* _Supplied records_:

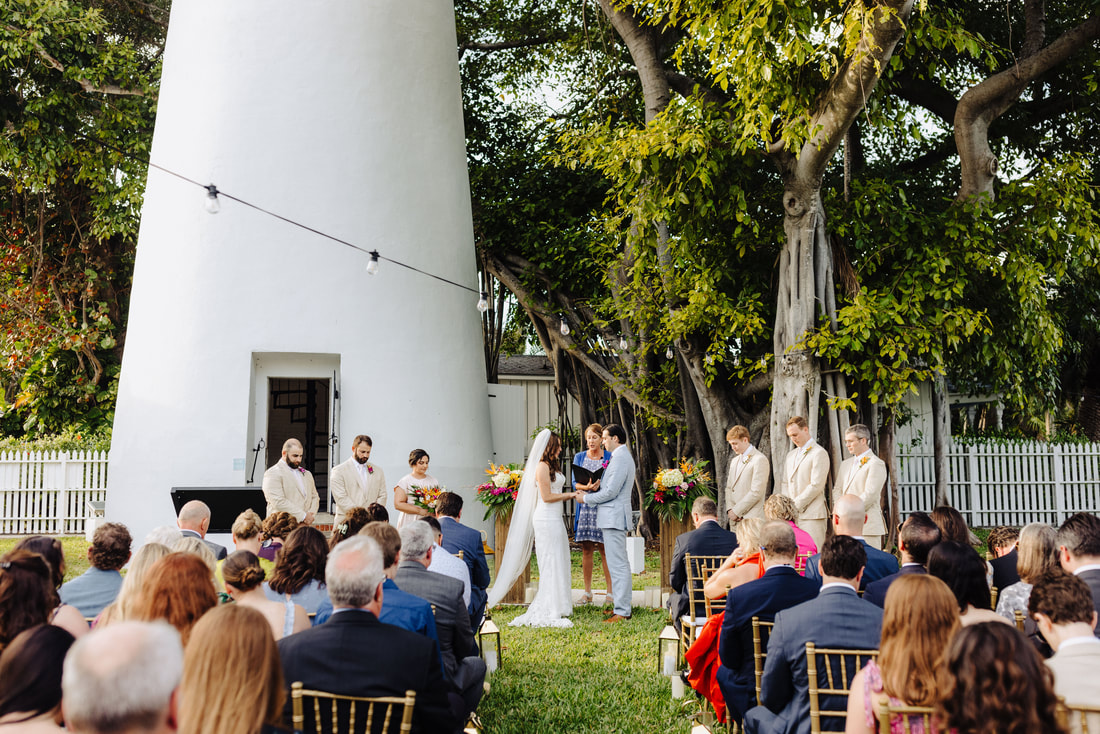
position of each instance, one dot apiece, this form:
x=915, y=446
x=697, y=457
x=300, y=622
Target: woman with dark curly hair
x=994, y=682
x=350, y=525
x=25, y=593
x=963, y=570
x=31, y=671
x=299, y=570
x=276, y=527
x=179, y=590
x=64, y=615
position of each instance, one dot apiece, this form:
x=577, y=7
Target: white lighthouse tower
x=343, y=116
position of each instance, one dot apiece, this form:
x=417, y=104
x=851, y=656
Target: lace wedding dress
x=534, y=521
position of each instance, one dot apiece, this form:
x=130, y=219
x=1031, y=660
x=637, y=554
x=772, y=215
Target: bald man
x=289, y=488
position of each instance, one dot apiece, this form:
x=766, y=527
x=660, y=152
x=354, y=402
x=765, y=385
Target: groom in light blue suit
x=614, y=516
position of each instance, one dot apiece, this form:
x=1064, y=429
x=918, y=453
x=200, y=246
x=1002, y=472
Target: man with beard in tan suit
x=356, y=482
x=289, y=488
x=864, y=474
x=806, y=472
x=747, y=482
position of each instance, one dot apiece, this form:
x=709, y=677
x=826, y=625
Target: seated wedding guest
x=98, y=587
x=1079, y=551
x=276, y=527
x=1002, y=550
x=232, y=677
x=743, y=566
x=461, y=664
x=299, y=570
x=25, y=593
x=376, y=513
x=1037, y=556
x=64, y=615
x=123, y=678
x=31, y=680
x=243, y=578
x=122, y=607
x=446, y=563
x=994, y=681
x=708, y=538
x=916, y=538
x=920, y=620
x=461, y=537
x=194, y=521
x=1063, y=606
x=353, y=654
x=849, y=516
x=178, y=590
x=961, y=569
x=836, y=617
x=779, y=588
x=780, y=506
x=350, y=525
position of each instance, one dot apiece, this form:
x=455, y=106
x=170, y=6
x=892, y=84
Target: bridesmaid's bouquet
x=498, y=493
x=673, y=491
x=425, y=496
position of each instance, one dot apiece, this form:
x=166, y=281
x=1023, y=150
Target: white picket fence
x=1007, y=484
x=46, y=492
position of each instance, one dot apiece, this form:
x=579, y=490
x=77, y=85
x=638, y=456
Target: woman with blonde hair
x=232, y=677
x=1036, y=556
x=122, y=607
x=920, y=619
x=743, y=566
x=243, y=578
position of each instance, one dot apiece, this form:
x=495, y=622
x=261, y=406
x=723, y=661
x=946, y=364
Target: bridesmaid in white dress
x=538, y=517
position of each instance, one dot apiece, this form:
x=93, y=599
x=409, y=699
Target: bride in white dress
x=537, y=518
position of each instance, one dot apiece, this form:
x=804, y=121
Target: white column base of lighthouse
x=347, y=117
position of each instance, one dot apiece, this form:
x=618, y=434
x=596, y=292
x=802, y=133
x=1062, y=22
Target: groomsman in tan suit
x=289, y=488
x=748, y=478
x=356, y=482
x=864, y=474
x=806, y=473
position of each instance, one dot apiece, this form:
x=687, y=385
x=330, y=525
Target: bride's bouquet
x=425, y=496
x=674, y=490
x=498, y=494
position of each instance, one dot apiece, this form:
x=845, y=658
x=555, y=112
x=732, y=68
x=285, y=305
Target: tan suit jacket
x=349, y=490
x=747, y=483
x=866, y=482
x=806, y=473
x=1076, y=680
x=281, y=489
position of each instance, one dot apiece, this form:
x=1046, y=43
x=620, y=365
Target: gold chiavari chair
x=840, y=667
x=341, y=711
x=761, y=633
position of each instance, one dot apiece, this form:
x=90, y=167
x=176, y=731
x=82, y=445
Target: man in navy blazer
x=780, y=588
x=917, y=537
x=837, y=619
x=708, y=538
x=459, y=537
x=848, y=518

* _The exercise_: Reproduce all of the records above line for line, without any change, and omit the pictures from your copy.

* _The reply_:
position of each instance, one dot apiece, this form:
x=915, y=446
x=697, y=457
x=300, y=622
Target: woman with dark curly hair
x=994, y=682
x=350, y=525
x=25, y=593
x=963, y=570
x=31, y=671
x=299, y=570
x=276, y=527
x=179, y=590
x=64, y=615
position of each instance, one dot apiece, this form:
x=577, y=7
Target: white lighthouse tower
x=343, y=116
position of each instance, one dot apiece, this form:
x=417, y=104
x=851, y=656
Target: lace wedding dress
x=534, y=521
position of each instance, one dot apiece, this form:
x=130, y=219
x=1031, y=660
x=637, y=554
x=772, y=215
Target: bald man
x=289, y=488
position of each instance, one dot apiece, this form:
x=766, y=527
x=660, y=152
x=354, y=402
x=765, y=385
Target: groom in light blue suit
x=614, y=516
position of each instance, one dot apiece, this form:
x=1064, y=429
x=918, y=453
x=200, y=246
x=1002, y=472
Target: man with beard in tan suit
x=356, y=482
x=289, y=488
x=864, y=474
x=806, y=472
x=747, y=482
position of each instance, one dot apiece, this form:
x=709, y=677
x=826, y=625
Target: seated wedding guest
x=98, y=587
x=1079, y=551
x=276, y=527
x=1002, y=550
x=232, y=677
x=743, y=566
x=461, y=664
x=299, y=570
x=25, y=593
x=376, y=513
x=1037, y=556
x=64, y=615
x=123, y=678
x=31, y=680
x=243, y=578
x=122, y=607
x=446, y=563
x=994, y=681
x=708, y=538
x=916, y=538
x=920, y=620
x=461, y=537
x=194, y=521
x=1063, y=606
x=353, y=654
x=849, y=516
x=178, y=590
x=961, y=569
x=836, y=617
x=779, y=588
x=780, y=506
x=350, y=525
position of each instance, one dot apiece, this form:
x=455, y=106
x=170, y=6
x=892, y=84
Target: bridesmaid's bouquet
x=498, y=493
x=673, y=491
x=425, y=496
position of each instance, one dot apiece, this form:
x=166, y=281
x=1023, y=150
Target: white picket fence
x=1007, y=484
x=46, y=492
position of each instance, one dot apiece, this form:
x=579, y=490
x=77, y=85
x=638, y=456
Target: woman with blonde hair
x=232, y=677
x=1036, y=556
x=122, y=607
x=920, y=619
x=743, y=566
x=243, y=578
position of each instance, one dot apiece, this form:
x=495, y=622
x=261, y=406
x=723, y=661
x=946, y=364
Target: bridesmaid in white dress
x=538, y=517
position of each instance, one dot apiece, this form:
x=93, y=599
x=409, y=699
Target: bride in white dress
x=537, y=518
position of each instance, one dot apiece, this form:
x=804, y=121
Target: white column base of lighthouse
x=347, y=117
position of each instance, one dot apiece, this form:
x=618, y=434
x=596, y=292
x=802, y=133
x=1062, y=22
Target: groomsman in tan suit
x=289, y=488
x=748, y=478
x=356, y=482
x=864, y=474
x=806, y=473
position of each instance, one dot apiece, this form:
x=687, y=385
x=330, y=525
Target: bride's bouquet
x=425, y=496
x=674, y=490
x=498, y=494
position of each instance, one dot apiece, this form:
x=845, y=658
x=555, y=112
x=732, y=68
x=285, y=305
Target: tan suit jacket
x=349, y=490
x=747, y=483
x=866, y=482
x=806, y=473
x=1076, y=680
x=281, y=489
position of each instance, one dot apiece, this form:
x=1046, y=43
x=620, y=365
Target: gold chiavari chair
x=840, y=667
x=341, y=711
x=761, y=633
position of each instance, one dot apiece, this form:
x=90, y=167
x=176, y=731
x=82, y=445
Target: man in navy blazer
x=780, y=588
x=917, y=537
x=837, y=619
x=708, y=538
x=459, y=537
x=848, y=518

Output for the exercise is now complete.